* Consigne
Relevez chaque ligne des items ci-dessous qui contient la chaîne « positive », en tenant compte de la casse.

* Données fournies
- - - - -

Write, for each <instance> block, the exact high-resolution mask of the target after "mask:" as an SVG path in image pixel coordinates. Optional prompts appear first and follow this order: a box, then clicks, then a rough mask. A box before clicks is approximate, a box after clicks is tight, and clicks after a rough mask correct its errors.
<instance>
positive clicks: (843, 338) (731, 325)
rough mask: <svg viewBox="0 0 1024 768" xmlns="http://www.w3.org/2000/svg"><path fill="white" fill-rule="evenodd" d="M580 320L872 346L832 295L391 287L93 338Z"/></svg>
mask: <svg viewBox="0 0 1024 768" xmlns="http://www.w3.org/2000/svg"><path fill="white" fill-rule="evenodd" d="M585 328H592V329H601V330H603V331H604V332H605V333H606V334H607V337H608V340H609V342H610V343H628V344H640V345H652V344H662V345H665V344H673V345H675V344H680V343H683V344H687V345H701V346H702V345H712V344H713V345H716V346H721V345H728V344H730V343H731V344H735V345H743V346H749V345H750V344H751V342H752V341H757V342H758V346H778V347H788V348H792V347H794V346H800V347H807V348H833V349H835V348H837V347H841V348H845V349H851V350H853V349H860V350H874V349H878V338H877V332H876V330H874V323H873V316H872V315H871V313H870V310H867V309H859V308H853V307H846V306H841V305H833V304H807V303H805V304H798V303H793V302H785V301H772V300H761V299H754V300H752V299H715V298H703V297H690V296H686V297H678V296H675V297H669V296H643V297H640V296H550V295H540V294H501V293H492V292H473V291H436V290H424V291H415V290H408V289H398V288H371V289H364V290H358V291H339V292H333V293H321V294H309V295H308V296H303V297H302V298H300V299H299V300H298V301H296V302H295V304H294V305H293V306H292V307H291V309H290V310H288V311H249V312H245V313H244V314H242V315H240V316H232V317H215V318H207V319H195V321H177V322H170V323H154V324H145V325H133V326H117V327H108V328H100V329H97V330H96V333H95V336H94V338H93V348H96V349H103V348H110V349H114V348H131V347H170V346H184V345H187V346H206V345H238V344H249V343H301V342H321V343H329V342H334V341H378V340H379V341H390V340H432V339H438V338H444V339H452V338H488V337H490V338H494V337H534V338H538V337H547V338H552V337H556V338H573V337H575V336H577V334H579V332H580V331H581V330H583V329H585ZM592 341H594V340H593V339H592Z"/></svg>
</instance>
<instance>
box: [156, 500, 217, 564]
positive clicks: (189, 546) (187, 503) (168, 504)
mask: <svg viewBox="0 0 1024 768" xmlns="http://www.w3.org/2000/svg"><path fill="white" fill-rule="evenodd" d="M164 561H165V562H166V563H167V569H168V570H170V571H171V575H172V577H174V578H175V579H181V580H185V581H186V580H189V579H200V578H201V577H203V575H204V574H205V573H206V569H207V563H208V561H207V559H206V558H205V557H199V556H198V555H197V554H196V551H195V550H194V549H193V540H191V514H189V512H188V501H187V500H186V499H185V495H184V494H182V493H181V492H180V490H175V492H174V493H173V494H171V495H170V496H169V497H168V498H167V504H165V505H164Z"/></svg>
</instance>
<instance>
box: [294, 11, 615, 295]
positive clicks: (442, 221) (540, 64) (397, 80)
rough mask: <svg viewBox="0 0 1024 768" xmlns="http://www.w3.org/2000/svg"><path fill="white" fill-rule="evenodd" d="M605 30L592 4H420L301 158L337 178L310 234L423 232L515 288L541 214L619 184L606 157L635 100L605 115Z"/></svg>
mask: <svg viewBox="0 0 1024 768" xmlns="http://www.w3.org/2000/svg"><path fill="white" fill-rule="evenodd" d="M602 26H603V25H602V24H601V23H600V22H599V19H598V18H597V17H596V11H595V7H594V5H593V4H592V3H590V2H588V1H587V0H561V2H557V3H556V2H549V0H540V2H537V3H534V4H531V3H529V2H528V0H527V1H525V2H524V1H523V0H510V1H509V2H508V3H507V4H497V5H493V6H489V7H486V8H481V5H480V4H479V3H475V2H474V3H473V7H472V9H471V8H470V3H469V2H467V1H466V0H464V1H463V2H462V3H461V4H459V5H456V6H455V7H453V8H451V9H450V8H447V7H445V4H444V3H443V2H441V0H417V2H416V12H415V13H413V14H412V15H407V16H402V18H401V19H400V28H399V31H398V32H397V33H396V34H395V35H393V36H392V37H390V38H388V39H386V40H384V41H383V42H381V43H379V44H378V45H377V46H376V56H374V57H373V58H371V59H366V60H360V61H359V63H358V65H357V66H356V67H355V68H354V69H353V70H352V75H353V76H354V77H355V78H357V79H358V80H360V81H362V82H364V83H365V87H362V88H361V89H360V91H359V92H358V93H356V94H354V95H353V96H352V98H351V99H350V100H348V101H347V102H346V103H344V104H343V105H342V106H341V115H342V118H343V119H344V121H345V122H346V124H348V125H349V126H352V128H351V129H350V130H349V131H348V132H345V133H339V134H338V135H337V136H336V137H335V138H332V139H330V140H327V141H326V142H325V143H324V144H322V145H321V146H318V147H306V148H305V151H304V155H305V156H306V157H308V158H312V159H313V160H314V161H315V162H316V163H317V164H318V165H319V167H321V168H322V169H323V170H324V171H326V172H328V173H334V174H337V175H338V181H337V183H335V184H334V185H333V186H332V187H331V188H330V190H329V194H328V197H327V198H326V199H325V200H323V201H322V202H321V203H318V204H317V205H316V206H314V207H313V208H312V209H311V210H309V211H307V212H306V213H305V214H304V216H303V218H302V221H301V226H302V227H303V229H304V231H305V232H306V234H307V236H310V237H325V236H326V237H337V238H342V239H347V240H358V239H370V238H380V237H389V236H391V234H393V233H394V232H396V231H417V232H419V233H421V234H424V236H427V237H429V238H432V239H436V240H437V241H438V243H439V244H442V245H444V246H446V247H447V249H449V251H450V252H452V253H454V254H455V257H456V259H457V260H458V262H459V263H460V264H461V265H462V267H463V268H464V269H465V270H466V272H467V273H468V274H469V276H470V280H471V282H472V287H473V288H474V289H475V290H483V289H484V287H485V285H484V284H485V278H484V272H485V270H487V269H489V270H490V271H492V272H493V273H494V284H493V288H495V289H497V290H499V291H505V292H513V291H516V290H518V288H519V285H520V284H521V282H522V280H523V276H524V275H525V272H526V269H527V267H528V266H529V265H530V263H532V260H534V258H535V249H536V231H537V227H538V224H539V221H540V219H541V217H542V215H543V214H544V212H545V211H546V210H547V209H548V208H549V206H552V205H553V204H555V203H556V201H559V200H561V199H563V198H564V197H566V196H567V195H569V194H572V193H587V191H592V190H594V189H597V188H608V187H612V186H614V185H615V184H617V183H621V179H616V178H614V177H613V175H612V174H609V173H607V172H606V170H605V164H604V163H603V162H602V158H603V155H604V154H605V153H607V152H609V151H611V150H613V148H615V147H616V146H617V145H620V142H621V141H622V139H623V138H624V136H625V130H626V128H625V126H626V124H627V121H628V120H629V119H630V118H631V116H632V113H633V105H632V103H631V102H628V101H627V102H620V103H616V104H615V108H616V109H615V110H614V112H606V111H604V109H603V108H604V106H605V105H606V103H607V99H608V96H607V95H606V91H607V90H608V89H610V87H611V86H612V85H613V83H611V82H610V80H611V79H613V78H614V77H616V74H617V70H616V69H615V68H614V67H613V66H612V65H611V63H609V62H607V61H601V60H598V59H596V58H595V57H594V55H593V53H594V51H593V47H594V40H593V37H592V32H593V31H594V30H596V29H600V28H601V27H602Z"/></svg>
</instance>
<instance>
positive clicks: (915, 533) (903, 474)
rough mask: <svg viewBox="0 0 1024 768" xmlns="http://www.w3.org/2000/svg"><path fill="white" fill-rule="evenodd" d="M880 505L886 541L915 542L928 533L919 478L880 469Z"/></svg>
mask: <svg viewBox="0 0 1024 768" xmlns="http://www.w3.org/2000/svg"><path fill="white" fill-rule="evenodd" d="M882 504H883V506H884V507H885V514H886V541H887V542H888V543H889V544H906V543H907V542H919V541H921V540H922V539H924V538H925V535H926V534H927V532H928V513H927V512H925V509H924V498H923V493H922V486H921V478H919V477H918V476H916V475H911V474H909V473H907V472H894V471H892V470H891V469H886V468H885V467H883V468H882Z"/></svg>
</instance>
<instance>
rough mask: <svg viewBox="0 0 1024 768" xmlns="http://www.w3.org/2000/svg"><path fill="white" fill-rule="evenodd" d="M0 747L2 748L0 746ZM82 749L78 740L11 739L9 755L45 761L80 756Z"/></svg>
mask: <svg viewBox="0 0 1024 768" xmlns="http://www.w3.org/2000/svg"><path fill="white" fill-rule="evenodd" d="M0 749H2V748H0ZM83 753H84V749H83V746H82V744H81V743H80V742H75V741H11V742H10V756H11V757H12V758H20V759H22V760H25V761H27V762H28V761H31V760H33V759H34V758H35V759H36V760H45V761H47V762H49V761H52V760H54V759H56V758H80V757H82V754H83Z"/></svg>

- - - - -

* Réponse
positive clicks: (843, 338) (731, 325)
positive clicks: (189, 546) (187, 503) (168, 504)
positive clicks: (442, 221) (540, 64) (397, 80)
positive clicks: (915, 533) (903, 474)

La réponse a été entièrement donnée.